(Directions): Rename "dirt mound" to "soil heap" everywhere in the entries below, and rewrite them with everything else unchanged. Leave out the pictures.

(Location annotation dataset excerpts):

— Begin —

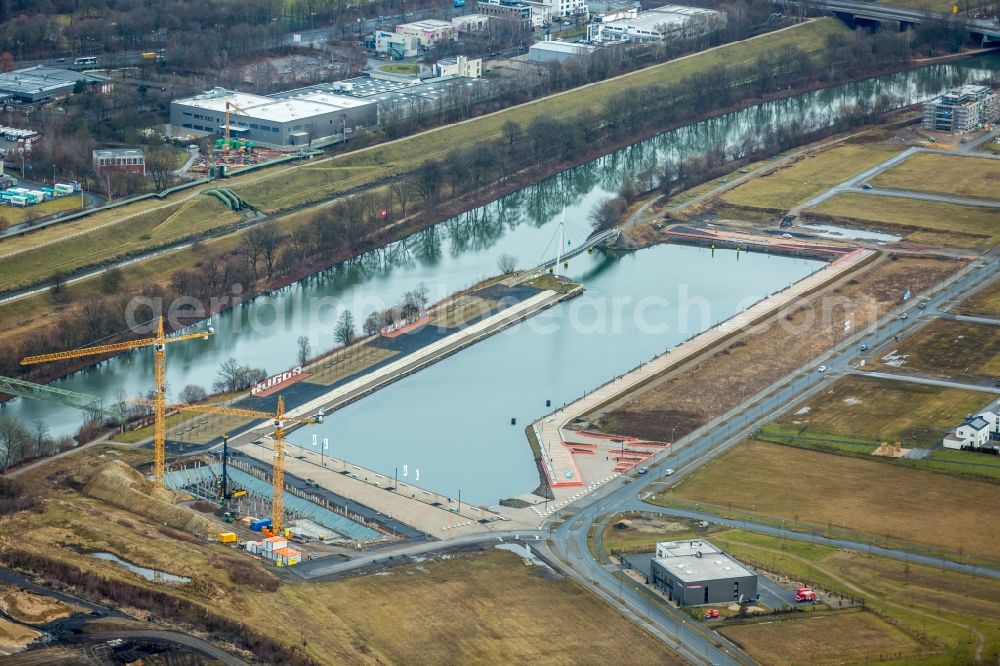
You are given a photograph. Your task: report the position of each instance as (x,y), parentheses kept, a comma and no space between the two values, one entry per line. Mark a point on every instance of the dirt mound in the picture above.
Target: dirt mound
(32,608)
(119,484)
(15,637)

— End —

(Response for this exercise):
You are given a photograph. Your task: report the position of each instance as (x,y), parentheses kept, a comma and no space between the two values, one entry per line. Mark a point on every instance of the soil heap in the picture above.
Target: soil heap
(32,608)
(119,484)
(15,637)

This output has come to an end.